Can you rewrite the records starting at the line containing "Where is each instance of the green" and ending at the line containing "point(1152, 466)", both lines included, with every line kept in full and each coordinate listed under a "Points:" line offset by 7?

** BEGIN Exercise materials **

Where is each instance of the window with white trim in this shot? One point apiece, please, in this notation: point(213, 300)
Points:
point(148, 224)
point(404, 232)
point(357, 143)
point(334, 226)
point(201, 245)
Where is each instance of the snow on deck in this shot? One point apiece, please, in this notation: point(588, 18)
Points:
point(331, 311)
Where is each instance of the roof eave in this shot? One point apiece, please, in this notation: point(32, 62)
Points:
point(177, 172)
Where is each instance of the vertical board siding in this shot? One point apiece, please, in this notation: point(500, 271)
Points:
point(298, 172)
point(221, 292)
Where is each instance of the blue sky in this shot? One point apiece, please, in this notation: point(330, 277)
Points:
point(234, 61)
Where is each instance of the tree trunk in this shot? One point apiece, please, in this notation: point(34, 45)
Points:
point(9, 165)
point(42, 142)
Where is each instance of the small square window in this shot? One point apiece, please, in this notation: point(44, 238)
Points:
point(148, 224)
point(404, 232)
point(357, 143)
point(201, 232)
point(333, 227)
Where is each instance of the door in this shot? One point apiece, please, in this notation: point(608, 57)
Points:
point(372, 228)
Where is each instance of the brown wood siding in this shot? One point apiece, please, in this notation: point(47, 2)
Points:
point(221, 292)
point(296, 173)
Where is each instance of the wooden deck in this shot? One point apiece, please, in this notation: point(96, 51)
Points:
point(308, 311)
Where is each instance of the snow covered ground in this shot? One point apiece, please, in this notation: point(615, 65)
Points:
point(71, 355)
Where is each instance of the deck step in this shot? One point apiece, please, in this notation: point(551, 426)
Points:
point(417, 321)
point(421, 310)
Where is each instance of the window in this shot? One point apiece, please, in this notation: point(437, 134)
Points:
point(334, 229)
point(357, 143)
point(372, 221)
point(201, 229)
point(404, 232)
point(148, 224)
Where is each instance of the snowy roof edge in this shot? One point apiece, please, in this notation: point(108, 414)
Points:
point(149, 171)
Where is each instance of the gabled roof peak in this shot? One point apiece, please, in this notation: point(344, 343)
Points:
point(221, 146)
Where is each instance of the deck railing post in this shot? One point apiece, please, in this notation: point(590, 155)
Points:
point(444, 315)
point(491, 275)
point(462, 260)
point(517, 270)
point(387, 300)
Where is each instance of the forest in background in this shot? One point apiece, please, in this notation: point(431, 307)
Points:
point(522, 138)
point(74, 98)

** END Exercise materials **
** BEGIN Exercise materials **

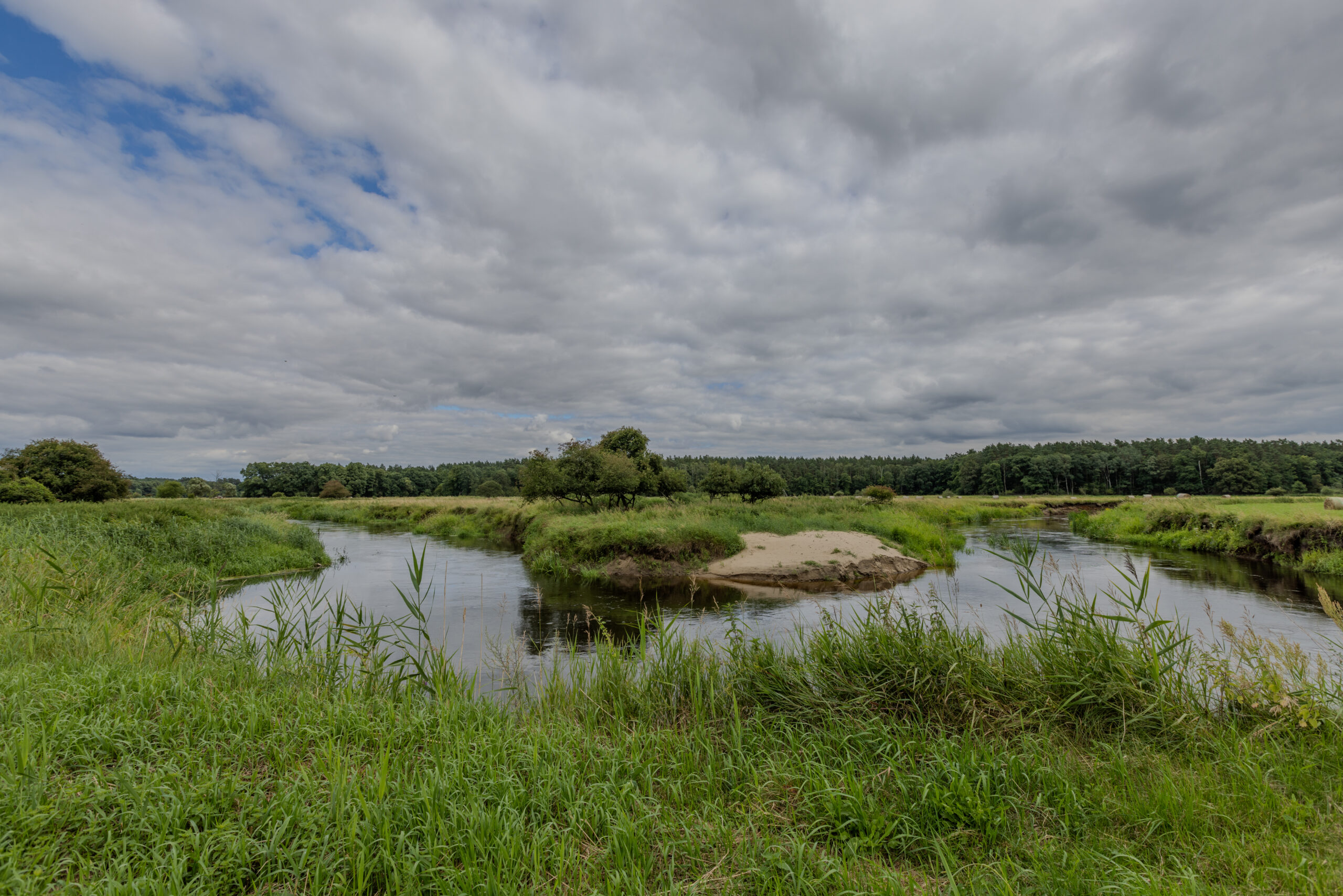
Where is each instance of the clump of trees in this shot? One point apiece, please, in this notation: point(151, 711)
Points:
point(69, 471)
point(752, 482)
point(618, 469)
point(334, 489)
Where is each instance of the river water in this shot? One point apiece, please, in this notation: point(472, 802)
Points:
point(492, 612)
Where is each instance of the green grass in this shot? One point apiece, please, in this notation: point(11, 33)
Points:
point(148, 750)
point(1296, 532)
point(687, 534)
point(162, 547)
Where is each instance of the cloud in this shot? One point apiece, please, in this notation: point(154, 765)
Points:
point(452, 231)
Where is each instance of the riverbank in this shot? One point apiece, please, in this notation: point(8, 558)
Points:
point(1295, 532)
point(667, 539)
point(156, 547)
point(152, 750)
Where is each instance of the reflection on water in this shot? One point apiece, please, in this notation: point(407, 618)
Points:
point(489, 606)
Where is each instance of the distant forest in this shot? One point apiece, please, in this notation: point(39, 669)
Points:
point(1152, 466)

** END Exercise materials **

-- The completed task --
Where is each instance of the green grass in this shot? One point apiece, please, in this notation: point(11, 33)
Points:
point(155, 757)
point(1303, 539)
point(694, 541)
point(169, 554)
Where is each instance of the cloud in this shot? One point apiece, please, in this notation: point(154, 765)
Points:
point(459, 238)
Where is each instance of the riverbank in this shot? One point apiece, please, in this notation: point(8, 558)
Points:
point(1302, 539)
point(674, 546)
point(163, 554)
point(159, 757)
Where is each instance of the reflection on water in this shot? One point apiece, please, in this notation: point(407, 618)
Points:
point(496, 613)
Where is each instance of the distant forest in this shot? One point apiece, please, in this notation: point(39, 669)
Points:
point(1159, 473)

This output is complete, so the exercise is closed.